WHAT YOU ARE ASKED TO DO:
Gather every line in the rows below that contains the word "tire" and copy each one out. Case counts.

DATA SHOWN:
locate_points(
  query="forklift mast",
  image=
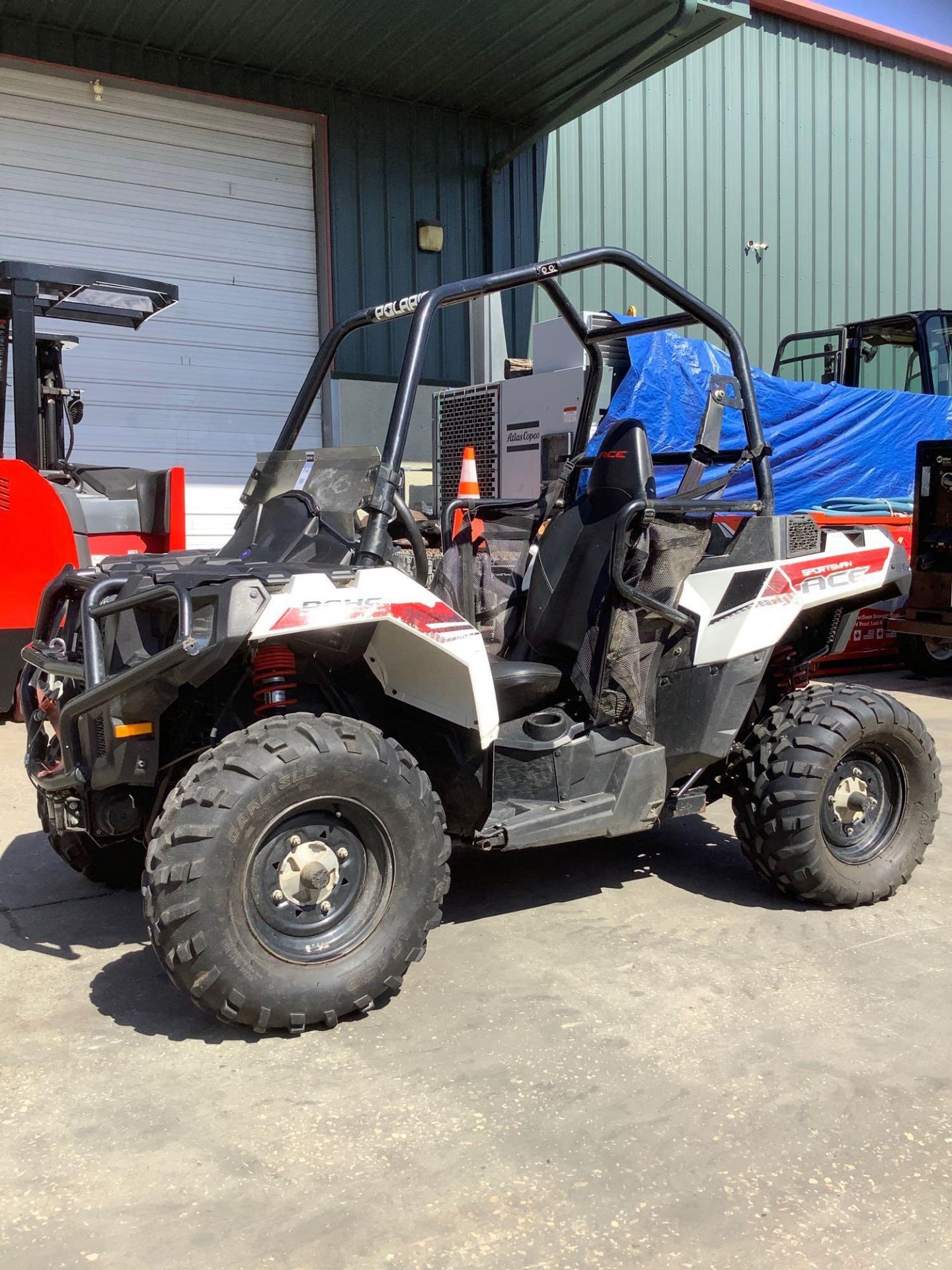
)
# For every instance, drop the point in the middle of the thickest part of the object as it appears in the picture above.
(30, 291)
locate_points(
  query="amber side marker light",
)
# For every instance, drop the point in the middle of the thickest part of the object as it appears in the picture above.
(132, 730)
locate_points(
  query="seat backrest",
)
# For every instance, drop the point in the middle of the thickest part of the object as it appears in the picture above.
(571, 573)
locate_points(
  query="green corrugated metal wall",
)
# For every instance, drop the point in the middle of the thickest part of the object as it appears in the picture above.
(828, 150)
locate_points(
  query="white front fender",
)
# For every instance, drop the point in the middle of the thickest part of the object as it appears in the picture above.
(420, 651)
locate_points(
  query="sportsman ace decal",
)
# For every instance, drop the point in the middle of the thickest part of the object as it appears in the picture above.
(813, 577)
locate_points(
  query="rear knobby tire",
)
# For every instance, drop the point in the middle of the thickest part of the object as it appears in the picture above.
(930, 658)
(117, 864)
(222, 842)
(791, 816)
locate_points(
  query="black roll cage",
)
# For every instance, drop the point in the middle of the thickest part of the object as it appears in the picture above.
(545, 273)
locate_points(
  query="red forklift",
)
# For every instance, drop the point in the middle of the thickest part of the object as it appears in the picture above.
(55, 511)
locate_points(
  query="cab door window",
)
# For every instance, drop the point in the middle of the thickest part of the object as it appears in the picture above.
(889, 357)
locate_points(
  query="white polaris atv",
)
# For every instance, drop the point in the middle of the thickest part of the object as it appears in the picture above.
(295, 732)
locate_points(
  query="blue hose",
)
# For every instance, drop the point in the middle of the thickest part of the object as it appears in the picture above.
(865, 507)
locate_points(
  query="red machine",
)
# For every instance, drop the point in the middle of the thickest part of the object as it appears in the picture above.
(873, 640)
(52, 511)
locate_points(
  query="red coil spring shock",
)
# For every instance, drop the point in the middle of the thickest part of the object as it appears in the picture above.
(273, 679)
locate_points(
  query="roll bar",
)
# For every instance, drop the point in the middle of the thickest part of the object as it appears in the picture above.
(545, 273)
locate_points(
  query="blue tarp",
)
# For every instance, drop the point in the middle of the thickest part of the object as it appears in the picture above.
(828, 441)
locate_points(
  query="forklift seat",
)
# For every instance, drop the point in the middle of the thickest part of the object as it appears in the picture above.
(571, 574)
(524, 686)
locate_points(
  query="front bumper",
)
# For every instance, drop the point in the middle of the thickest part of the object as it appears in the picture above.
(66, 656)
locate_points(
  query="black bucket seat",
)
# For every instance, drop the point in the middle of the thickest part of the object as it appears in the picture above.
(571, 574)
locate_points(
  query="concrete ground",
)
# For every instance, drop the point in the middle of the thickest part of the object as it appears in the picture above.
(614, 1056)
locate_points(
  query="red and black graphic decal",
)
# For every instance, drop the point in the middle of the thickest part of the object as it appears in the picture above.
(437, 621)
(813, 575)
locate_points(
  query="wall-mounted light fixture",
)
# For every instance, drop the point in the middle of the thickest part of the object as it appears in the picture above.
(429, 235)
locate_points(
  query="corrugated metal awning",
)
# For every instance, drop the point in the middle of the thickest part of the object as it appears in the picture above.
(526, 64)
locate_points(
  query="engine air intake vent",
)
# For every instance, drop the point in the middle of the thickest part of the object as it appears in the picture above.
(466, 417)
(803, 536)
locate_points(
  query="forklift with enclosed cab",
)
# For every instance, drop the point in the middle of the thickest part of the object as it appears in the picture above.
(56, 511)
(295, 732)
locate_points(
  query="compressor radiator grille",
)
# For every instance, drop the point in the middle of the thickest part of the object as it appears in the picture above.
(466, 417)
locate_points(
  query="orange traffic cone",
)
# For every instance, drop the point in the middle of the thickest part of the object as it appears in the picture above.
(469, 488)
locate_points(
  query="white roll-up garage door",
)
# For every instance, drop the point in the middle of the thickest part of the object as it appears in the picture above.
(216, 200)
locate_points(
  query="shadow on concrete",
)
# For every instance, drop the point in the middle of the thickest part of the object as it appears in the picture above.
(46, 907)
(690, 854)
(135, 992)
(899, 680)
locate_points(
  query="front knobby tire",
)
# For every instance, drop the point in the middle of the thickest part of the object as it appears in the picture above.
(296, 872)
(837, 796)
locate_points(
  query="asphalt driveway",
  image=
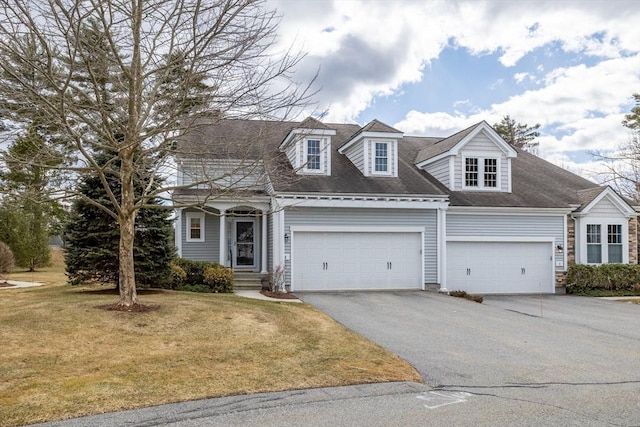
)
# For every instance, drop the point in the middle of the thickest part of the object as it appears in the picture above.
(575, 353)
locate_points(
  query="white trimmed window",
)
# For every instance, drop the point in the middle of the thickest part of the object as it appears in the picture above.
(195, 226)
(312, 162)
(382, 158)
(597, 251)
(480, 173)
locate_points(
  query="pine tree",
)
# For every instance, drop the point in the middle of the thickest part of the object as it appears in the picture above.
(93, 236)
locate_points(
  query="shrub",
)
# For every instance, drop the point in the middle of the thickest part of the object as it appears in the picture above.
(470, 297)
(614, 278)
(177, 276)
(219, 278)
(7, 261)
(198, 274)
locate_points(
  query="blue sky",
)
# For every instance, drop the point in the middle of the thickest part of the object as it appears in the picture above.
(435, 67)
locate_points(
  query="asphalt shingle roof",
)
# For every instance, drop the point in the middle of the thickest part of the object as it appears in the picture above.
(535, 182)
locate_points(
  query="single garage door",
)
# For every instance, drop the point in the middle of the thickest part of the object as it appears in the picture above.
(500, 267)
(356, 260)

OUTPUT BELOW:
  query="rear knobby tire",
  query="front knobby tire",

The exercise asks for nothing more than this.